Description
This One Pot Mexican Chicken and Rice is a quick, flavorful, and satisfying dinner packed with tender chicken, spiced rice, and vibrant vegetables. Perfect for busy weeknights or a cozy family meal!
Ingredients
Scale
- Mexican Spice Mix
- 2 tsp garlic powder
- 2 tsp paprika
- 2 tsp cumin powder
- 1 ¾ tsp salt
- ½ tsp cayenne pepper (optional)
- Black pepper to taste
- Chicken
- 5 chicken thighs (bone-in, skin-on)
- 2 tbsp olive oil
- 1 tbsp lime juice
- Rice Mixture
- 1 small onion, diced
- 1 clove garlic, minced
- 1 red capsicum, diced or sliced
- 1 cup long-grain rice (uncooked)
- 1 cup chicken stock (low sodium)
- ¾ cup tomato passata
- 1 cup corn kernels (frozen or canned)
- 1 can (400g/16oz) black beans, drained and rinsed
- Garnish
- Lime wedges
- Chopped cilantro
- Sliced jalapeños (optional)
Instructions
- Prepare the Chicken
- Mix the spice ingredients in a small bowl.
- Rub the spice mix over the chicken thighs.
- Heat olive oil in a large pot over medium-high heat.
- Sear chicken thighs (skin-side down) until golden, 4–5 minutes per side. Remove and set aside.
- Sauté the Aromatics
- In the same pot, add onion and garlic. Sauté for 2–3 minutes until fragrant.

:::::

* _PROBLEM TO SOLVE_: Carry on the one-pot Mexican chicken and rice recipe from the last step shown. The records that come next have no connection to the recipe.

* _DATASET EXTRACT_:
:::::

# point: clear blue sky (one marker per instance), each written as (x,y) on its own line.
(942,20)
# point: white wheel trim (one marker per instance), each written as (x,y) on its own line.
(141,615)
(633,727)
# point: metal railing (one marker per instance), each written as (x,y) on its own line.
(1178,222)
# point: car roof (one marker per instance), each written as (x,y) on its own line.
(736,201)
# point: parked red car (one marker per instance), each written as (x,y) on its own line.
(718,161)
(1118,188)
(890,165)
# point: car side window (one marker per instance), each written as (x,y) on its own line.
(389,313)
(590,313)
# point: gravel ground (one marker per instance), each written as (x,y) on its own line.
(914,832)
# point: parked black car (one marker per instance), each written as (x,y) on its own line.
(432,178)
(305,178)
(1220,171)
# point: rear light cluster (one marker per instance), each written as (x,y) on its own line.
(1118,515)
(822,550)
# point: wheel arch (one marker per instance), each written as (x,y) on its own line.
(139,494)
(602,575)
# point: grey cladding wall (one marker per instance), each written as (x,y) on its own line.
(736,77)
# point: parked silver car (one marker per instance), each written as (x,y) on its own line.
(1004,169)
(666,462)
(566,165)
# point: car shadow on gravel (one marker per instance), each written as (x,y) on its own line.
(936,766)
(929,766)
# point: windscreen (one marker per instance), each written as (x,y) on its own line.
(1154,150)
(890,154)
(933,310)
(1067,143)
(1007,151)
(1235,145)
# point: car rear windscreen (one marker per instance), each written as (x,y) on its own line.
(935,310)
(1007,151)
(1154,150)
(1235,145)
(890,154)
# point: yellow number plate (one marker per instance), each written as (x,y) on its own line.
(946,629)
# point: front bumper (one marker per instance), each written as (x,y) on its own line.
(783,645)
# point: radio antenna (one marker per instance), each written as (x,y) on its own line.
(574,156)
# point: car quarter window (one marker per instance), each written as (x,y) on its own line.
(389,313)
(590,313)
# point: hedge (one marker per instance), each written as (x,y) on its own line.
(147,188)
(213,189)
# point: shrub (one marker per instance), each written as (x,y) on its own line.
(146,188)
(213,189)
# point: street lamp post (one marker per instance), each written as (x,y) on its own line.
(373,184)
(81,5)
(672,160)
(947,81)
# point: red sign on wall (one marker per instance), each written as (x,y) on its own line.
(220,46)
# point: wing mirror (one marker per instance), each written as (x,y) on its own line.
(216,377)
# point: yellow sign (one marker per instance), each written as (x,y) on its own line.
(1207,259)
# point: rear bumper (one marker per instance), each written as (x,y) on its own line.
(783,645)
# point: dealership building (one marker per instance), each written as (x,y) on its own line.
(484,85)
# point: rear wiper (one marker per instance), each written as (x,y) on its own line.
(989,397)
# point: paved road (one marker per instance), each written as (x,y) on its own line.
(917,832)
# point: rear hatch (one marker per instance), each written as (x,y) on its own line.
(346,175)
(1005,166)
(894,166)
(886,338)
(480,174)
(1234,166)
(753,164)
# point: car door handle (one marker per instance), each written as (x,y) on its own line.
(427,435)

:::::

* _TASK RESULT_:
- Add red capsicum and cook for 2 minutes.
- Add Rice and Liquids
- Stir in rice, coating grains with the flavorful base.
- Pour in chicken stock and tomato passata. Mix well.
- Layer Ingredients
- Evenly spread corn and black beans over the mixture.
- Nestle chicken thighs on top.
- Cook and Simmer
- Bring to a gentle boil.
- Reduce heat to low, cover, and simmer for 25–30 minutes, or until rice is tender and chicken is fully cooked (internal temp: 165°F/74°C).
- Garnish and Serve
- Squeeze lime juice over the dish.
- Garnish with cilantro and jalapeños, if desired.
- Serve hot with extra lime wedges.
Notes
- Make it Vegetarian: Swap chicken with extra beans or tofu and use vegetable stock.
- Rice Tip: Rinse rice before cooking to remove excess starch and prevent clumping.
- Leftovers: Store in an airtight container. Freeze for up to 3 months. Reheat in a microwave or on the stovetop.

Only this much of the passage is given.